## SOURCE PASSAGE
####################
IRCTC Ltd Bumper Listing Gains

IRCTC Listing

IRCTC Ltd Bumper Listing Gains

IRCTC Listing – What Should Investors Do?

Introduction

In this article, we are going to see the IRCTC Ltd (Indian Railway Catering & Tourism Corporation) bumper listing gains on its listing debut on BSE and NSE on 14th October. Shares of IRCTC rose as much as 132% to Rs.743, as compared to issue price of Rs.320. What should investors do after such grand debut?

IRCTC Ltd Bumper Listing Gains

IRCTC IPO was subscribed 112 times

  • Shares of IRCTC Ltd made a grand debut on Monday, 14th October, after they got listed on BSE and NSE with a 101.25 premium over issue price of Rs.320. Its initial public offering (IPO) received the highest ever subscription among PSUs.
  • The IPO of IRCTC was subscribed a massive 112 times. It received Rs.72,000 Cr worth of bids. The retail category was subscribed nearly 15 times while qualified institutional buyers (QIBs) segment got subscribed 109 times and non-institutional investors (NIIs) category 355 times.
  • This IPO was open for subscription between 30th September and 3rd October. The issue comprised an offer-for-sale of 2.01 Cr shares of face value of Rs.10 each.
  • The issue price was fixed at Rs.320 per share, which is the higher end of the IPO price band. Retail investors and employees of the company received shares at a discount of Rs.10 per share. Hence the final IPO price for them is Rs.310 per share.
####################
Rows from a dataset
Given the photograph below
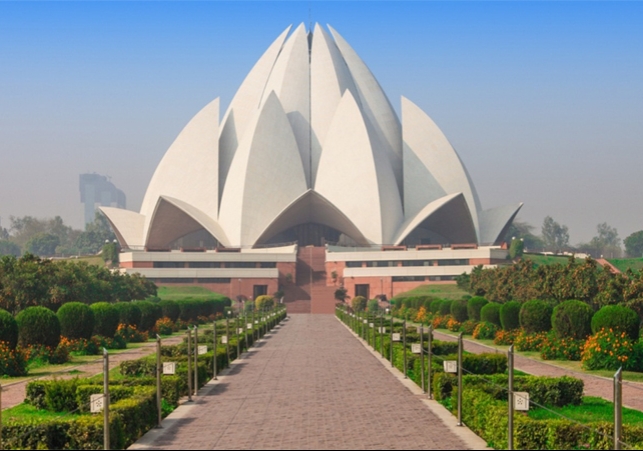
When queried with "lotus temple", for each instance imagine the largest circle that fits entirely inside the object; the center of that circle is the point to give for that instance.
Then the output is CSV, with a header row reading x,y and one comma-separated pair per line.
x,y
309,181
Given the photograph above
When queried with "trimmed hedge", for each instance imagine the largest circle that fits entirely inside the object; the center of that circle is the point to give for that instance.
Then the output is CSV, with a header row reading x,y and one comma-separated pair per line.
x,y
8,329
572,319
535,316
474,305
106,319
510,315
38,326
76,320
490,313
459,310
617,317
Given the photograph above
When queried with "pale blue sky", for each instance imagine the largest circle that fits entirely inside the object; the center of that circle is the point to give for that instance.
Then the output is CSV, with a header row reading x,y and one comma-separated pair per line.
x,y
542,100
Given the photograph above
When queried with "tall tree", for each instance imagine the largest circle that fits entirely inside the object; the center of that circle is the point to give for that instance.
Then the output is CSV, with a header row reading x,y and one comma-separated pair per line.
x,y
555,236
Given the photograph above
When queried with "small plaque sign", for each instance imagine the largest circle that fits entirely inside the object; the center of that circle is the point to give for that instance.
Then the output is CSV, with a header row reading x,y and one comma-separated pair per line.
x,y
169,368
521,401
450,366
96,403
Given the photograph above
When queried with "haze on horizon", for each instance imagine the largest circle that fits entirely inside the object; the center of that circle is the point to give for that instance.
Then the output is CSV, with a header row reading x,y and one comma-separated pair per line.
x,y
543,101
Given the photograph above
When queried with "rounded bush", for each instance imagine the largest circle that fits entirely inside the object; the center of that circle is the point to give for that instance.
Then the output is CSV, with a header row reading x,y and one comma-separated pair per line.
x,y
617,317
435,306
445,308
459,311
105,319
129,314
76,320
490,313
38,326
170,309
150,313
474,305
572,319
535,316
8,329
510,315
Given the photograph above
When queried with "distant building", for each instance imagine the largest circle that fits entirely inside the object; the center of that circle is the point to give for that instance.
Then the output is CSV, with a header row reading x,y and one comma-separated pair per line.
x,y
96,190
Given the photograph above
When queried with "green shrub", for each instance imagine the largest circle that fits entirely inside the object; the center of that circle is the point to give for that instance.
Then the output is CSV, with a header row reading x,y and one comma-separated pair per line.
x,y
170,309
617,317
445,307
76,320
435,306
459,310
106,319
490,313
129,314
572,319
8,329
358,303
535,316
474,305
510,315
150,313
38,326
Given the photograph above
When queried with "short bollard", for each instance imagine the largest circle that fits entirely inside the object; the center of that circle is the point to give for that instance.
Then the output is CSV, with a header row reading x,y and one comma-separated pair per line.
x,y
159,406
106,443
618,409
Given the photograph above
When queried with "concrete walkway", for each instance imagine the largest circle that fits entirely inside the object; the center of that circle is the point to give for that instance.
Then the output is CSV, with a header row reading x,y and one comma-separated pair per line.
x,y
309,385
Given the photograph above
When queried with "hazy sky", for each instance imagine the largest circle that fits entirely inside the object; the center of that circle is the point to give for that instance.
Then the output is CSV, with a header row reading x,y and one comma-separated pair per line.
x,y
543,101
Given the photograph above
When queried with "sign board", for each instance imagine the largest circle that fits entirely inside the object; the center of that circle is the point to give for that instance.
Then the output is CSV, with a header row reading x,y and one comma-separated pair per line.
x,y
521,400
96,403
169,368
450,366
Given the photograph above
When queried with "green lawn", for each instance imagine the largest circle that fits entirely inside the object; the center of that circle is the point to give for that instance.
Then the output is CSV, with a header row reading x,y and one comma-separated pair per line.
x,y
437,290
623,264
176,293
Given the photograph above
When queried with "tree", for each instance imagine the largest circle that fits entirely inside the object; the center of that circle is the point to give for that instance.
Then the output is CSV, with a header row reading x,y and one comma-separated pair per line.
x,y
634,244
555,236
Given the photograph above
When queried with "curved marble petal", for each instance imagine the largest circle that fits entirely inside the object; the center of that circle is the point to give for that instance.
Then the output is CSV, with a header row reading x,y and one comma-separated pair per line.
x,y
495,222
127,225
448,216
189,169
355,176
266,176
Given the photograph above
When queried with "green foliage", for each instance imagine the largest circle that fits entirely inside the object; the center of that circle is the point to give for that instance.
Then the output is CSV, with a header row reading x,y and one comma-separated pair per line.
x,y
8,329
76,321
358,303
535,316
129,314
445,307
510,315
617,318
490,313
151,312
38,326
106,318
572,319
170,309
474,305
459,310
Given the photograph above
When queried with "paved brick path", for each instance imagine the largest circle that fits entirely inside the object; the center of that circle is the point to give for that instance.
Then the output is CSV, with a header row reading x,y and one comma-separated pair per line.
x,y
309,385
594,385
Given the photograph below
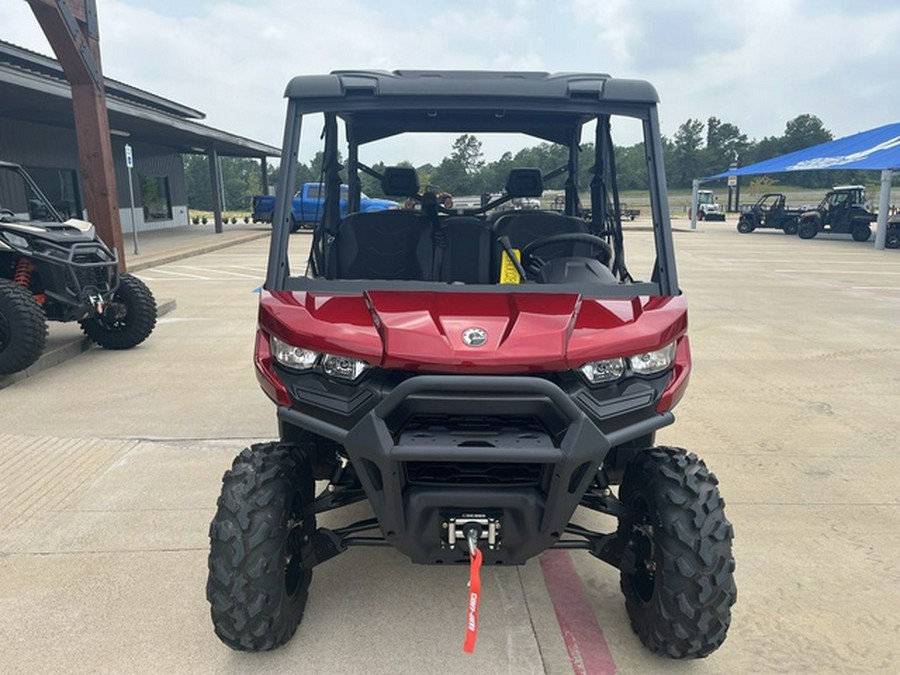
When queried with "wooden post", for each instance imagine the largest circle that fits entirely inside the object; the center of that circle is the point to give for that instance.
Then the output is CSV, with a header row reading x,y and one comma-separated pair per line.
x,y
72,30
216,188
264,167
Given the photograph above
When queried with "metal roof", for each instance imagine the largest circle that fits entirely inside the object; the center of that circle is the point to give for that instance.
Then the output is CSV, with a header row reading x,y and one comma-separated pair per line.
x,y
33,88
344,84
552,106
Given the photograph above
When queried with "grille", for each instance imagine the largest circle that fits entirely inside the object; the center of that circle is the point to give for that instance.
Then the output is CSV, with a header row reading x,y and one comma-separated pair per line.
x,y
473,473
92,276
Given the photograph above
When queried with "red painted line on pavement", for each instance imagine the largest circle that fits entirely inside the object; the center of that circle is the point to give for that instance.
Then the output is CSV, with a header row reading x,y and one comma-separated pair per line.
x,y
584,640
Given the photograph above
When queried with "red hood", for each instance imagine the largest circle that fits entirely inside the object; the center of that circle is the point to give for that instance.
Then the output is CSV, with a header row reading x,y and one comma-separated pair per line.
x,y
526,332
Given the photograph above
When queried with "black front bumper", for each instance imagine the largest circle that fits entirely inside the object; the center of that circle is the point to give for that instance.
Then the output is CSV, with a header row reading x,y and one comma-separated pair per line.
x,y
420,481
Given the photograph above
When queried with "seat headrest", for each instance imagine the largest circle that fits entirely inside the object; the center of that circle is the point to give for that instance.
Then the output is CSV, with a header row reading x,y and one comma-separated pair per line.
x,y
400,181
525,183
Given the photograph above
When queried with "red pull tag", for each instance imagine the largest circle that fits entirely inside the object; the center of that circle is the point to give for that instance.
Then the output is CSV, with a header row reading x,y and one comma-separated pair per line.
x,y
474,598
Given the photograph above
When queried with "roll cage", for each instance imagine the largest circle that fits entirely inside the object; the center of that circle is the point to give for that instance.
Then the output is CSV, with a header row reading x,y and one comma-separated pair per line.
x,y
374,105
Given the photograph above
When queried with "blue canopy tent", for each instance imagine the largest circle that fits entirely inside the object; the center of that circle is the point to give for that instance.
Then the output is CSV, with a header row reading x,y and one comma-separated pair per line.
x,y
875,150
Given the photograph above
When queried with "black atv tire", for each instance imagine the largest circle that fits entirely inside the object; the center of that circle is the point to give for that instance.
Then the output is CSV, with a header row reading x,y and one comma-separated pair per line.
x,y
23,328
861,233
129,319
807,229
681,589
257,587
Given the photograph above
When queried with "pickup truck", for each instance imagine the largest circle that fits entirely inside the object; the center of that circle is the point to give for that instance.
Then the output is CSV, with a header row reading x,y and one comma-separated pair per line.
x,y
307,206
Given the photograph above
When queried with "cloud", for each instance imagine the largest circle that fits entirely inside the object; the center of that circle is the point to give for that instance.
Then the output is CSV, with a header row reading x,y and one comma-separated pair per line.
x,y
756,64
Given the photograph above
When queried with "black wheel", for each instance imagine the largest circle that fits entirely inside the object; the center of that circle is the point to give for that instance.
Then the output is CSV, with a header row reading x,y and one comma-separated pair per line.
x,y
680,592
257,586
893,238
861,233
745,226
128,320
808,229
23,328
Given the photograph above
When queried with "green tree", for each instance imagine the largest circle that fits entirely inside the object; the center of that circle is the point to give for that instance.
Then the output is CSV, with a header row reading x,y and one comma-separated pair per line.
x,y
687,161
724,142
467,152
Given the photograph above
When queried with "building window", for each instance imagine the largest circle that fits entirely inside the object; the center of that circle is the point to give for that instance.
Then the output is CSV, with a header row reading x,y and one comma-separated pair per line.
x,y
60,186
155,197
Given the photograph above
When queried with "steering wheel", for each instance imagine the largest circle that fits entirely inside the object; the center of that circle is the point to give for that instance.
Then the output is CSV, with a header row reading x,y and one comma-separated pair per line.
x,y
533,263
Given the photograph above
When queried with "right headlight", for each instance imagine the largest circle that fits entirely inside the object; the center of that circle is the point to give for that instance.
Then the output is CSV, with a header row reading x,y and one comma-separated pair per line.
x,y
657,361
290,356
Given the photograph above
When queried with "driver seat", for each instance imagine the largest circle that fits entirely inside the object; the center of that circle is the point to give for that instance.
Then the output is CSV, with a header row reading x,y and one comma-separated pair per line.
x,y
524,227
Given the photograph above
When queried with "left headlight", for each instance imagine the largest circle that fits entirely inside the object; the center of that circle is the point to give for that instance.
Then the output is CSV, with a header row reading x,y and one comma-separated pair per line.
x,y
648,363
16,240
343,367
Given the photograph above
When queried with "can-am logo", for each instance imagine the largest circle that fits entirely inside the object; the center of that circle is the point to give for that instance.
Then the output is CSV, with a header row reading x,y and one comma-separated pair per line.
x,y
474,337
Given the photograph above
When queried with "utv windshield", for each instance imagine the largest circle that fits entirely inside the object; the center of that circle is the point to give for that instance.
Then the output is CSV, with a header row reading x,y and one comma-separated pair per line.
x,y
20,198
544,215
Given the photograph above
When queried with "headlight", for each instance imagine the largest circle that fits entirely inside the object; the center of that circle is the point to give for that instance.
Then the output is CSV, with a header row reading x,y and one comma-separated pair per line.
x,y
16,240
343,367
649,363
293,357
653,362
603,371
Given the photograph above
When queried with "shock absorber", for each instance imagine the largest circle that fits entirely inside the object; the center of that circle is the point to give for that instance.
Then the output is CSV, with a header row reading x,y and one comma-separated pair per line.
x,y
24,269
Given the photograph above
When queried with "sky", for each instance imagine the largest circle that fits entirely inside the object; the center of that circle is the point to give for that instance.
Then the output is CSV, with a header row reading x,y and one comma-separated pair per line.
x,y
753,63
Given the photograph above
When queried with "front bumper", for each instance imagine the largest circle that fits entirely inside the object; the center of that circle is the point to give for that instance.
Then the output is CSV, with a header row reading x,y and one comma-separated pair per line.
x,y
420,477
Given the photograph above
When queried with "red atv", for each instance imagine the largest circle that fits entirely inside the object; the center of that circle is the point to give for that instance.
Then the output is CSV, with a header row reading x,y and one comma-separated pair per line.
x,y
479,380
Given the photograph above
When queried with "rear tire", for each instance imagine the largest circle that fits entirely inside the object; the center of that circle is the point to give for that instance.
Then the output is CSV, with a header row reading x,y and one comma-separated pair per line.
x,y
808,229
23,328
257,587
861,233
680,592
129,319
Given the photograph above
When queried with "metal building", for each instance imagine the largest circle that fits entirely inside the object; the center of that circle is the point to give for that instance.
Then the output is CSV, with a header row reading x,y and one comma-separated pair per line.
x,y
37,130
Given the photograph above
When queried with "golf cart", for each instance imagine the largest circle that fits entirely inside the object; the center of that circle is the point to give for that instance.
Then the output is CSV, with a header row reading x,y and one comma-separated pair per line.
x,y
769,211
843,210
892,239
59,270
485,382
708,207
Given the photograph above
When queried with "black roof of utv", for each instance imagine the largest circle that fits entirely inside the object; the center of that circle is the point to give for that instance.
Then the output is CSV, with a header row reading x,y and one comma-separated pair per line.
x,y
545,105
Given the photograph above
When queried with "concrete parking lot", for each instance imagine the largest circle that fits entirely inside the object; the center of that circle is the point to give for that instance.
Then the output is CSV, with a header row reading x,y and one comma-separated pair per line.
x,y
110,464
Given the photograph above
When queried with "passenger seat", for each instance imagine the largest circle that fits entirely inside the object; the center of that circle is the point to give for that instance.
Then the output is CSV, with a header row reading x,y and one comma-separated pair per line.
x,y
467,256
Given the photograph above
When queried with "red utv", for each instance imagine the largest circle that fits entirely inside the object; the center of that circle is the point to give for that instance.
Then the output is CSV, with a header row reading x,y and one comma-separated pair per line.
x,y
479,380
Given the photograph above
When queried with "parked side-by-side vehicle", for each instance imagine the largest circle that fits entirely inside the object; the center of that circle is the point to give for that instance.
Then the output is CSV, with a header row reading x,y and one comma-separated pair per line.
x,y
484,378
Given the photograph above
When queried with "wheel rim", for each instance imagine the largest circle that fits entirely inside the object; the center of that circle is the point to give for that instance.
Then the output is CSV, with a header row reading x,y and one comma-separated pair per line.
x,y
643,579
115,317
295,539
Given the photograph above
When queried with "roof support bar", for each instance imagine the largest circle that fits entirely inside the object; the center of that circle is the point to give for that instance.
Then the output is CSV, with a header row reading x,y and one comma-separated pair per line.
x,y
884,205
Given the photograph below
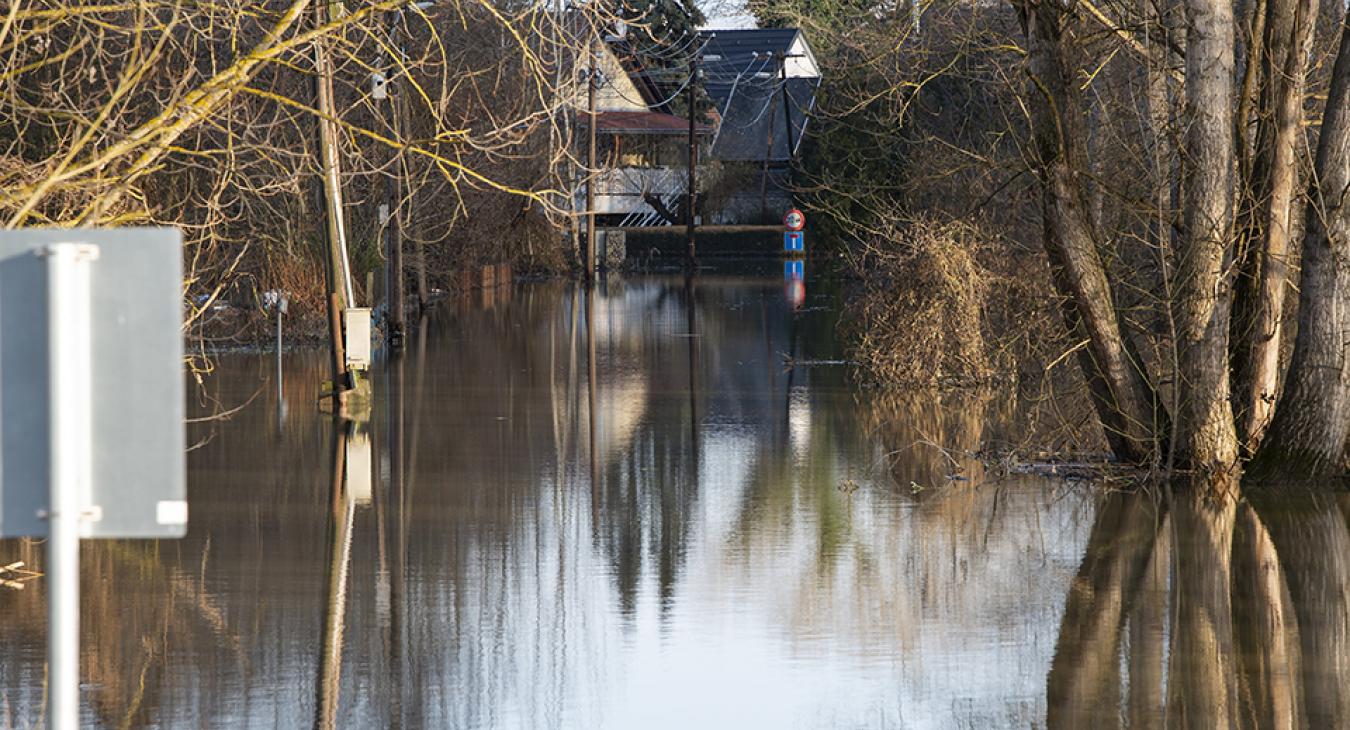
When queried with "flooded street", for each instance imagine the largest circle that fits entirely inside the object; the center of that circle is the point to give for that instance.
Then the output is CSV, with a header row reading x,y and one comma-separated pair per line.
x,y
664,505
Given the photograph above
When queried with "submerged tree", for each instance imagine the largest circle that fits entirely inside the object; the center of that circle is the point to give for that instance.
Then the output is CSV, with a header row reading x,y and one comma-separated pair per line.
x,y
1173,200
1230,163
205,116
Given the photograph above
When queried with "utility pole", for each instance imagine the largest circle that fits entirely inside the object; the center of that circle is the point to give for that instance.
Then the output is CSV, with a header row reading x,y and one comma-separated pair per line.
x,y
690,254
339,279
590,166
393,226
787,109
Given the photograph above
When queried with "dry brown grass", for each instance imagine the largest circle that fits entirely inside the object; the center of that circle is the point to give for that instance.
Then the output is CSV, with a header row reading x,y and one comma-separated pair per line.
x,y
920,319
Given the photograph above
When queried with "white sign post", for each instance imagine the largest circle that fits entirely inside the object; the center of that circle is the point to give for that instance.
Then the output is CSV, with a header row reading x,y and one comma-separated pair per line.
x,y
92,409
70,365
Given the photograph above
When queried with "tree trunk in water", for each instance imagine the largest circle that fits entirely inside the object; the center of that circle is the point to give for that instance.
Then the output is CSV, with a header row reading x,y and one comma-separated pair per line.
x,y
1314,544
1268,645
1202,688
1310,428
1125,402
1148,634
1261,293
1086,672
1206,436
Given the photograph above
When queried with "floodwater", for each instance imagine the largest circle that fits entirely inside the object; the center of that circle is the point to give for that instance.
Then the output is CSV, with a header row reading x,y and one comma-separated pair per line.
x,y
663,505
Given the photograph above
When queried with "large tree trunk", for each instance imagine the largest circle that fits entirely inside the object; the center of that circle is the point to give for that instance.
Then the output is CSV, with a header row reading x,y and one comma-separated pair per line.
x,y
1310,428
1269,219
1206,436
1125,402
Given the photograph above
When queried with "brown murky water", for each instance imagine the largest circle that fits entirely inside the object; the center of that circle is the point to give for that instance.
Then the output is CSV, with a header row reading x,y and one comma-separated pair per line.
x,y
667,508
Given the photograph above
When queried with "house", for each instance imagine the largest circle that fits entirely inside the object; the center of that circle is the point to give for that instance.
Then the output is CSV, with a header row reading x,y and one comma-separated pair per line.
x,y
763,84
641,150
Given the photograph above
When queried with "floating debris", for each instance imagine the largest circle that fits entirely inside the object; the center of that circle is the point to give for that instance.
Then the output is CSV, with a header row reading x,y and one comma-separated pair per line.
x,y
15,575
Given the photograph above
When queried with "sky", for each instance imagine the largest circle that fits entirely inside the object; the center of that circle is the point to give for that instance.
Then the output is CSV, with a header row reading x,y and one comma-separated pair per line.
x,y
726,14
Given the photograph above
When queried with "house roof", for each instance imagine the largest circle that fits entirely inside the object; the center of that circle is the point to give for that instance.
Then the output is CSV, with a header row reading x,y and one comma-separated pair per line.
x,y
747,84
743,42
644,123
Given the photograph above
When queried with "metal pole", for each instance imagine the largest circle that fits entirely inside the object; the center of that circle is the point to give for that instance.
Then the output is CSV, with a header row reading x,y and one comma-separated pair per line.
x,y
70,439
590,166
693,166
787,111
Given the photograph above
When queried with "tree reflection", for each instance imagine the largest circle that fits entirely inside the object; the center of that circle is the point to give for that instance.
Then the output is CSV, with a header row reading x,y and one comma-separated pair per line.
x,y
1257,625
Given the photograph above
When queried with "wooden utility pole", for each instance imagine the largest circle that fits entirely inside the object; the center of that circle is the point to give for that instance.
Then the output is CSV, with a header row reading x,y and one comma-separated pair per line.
x,y
393,227
787,109
690,254
590,166
339,282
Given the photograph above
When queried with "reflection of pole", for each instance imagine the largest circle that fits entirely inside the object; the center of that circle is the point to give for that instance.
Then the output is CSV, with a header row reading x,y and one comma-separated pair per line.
x,y
691,323
590,393
72,416
342,510
281,396
396,574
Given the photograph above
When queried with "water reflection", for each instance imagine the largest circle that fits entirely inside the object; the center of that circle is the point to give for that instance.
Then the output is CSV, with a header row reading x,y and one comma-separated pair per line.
x,y
1218,614
660,503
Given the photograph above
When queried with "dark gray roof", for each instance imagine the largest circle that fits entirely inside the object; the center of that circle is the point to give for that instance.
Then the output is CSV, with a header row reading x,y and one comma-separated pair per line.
x,y
740,45
749,95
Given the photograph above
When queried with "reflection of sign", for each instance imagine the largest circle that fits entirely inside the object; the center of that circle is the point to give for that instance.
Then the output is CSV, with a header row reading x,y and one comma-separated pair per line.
x,y
119,308
794,286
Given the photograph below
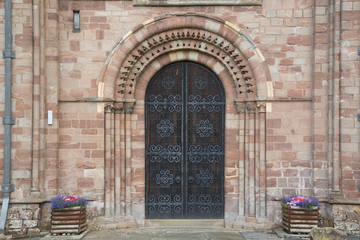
####################
## EXERCISE INSTRUCTIONS
Extend the article on IRCTC's stock market debut, starting right after its final sentence.

## FINAL ANSWER
Detailed Stock Analysis by Invest Yadnya
Detailed Stock Analysis by Invest Yadnya

Company Overview

  • The stellar response for IRCTC IPO may help in supporting the government’s drive to raise funds of Rs.1.1 Trillion by selling stake in PSU firms in FY2019-20. However, not all share sales will evoke such a massive response. IRCTC is an exception because of the quality of businesses it offers.
  • Diversified Business :
    • IRCTC was conferred the Mini–Ratna status in May 2008.
    • IRCTC is the only entity authorised by Indian Railways to provide catering services to railways, online railway tickets and packaged drinking water at railway stations and trains in India.
    • It also provides non-railway services including budget hotels, e-catering and executive lounges to create a one-stop solution for customers.
    • The company is in steady business model, which is likely to grow at 12-15%. The revenue of company is expected to boost in the next 1-2 years due to :
      1. Restoration of convenience charges for e-ticket from September 2019 is likely to generate additional annual revenue of Rs.450 Cr.
      2. The company would get additional benefit from the recent corporate tax rate cut regime where effective tax is reduced to 25%.
  • The company has healthy balance sheet with over Rs 1,100 crore cash to support capital expenditure.
  • It has good dividend pay-out track record, as it paid around 50% average payout in the last 3 years.
Government Holding in IRCTC Ltd
Government Holding in IRCTC Ltd
Government Holding in IRCTC Ltd
  • The Government is executing the divestment programme of PSU stake in state run firms. This move is in accordance with the governments” divestment target of Rs.1.1 Trillion for FY2019-20.
  • Thus, government holding in IRCTC is reduced from 100% to 87.4% after issue, by selling the stake of almost 12.6% through public issue.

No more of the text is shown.